Everything from the line with "the man's neck" through the end of the entries must be transcribed exactly; no other lines belong in the answer.
------ RECORD SET ------
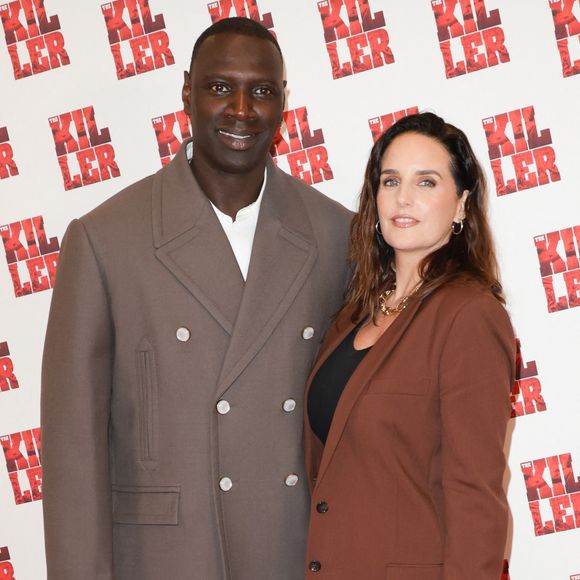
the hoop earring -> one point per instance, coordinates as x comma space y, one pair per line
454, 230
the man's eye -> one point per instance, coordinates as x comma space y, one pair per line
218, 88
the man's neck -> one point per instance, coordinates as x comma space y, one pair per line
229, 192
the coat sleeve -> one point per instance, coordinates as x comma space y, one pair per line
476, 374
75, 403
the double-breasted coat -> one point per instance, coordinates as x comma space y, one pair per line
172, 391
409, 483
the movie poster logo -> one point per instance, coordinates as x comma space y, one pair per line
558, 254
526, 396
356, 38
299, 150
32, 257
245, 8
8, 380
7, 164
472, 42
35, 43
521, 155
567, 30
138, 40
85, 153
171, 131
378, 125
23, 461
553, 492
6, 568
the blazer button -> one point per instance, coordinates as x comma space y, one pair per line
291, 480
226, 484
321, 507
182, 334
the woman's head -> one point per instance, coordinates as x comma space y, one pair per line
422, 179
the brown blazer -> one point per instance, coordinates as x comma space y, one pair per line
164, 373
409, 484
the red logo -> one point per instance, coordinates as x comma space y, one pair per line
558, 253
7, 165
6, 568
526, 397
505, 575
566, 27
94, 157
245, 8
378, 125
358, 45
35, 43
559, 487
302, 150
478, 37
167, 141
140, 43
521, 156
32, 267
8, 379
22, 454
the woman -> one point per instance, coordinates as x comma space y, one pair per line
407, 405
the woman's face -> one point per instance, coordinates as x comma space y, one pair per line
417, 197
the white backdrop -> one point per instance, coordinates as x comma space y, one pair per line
------
[SOLUTION FOR THIS TASK]
the man's neck -> one point per instance, coordinates as x comma space y, one pair per line
229, 192
the coat sleeve -> one point per instance, coordinates as x comma space y, one pair per line
476, 374
75, 403
the double-breasted coat -> one point per instance, coordinates as x comma space y, one pair per line
172, 391
409, 483
the movie poster logo -> one point per instance, coordinates as x comma space y, one pair per line
558, 254
526, 396
356, 38
299, 150
32, 257
245, 8
8, 380
7, 164
472, 42
35, 43
521, 155
567, 30
138, 40
85, 153
171, 131
378, 125
23, 461
553, 492
6, 568
the blazer button -> one point per instance, coordinates as x comma space y, one pair per line
291, 480
226, 484
321, 507
182, 334
the woman's head -> one point per instance, coordinates as x comma space y, one pair per line
422, 179
the brown blazer -> one point per instance, coordinates as x comma space y, one pair per line
164, 373
409, 484
the red logo -> one point per instance, coordinates as x comma space y, one pair per line
558, 253
7, 165
6, 568
526, 397
505, 575
566, 27
94, 157
245, 8
378, 125
358, 45
35, 43
559, 487
302, 150
478, 37
167, 141
140, 43
521, 156
32, 267
8, 379
22, 454
the woman -> one point per instance, coordinates as x comma space y, one pair per line
407, 405
the woman's face -> one point per instance, coordinates as x comma space y, one pair per line
417, 197
the white backdrop -> one point per instance, coordinates as x comma space y, one pair per line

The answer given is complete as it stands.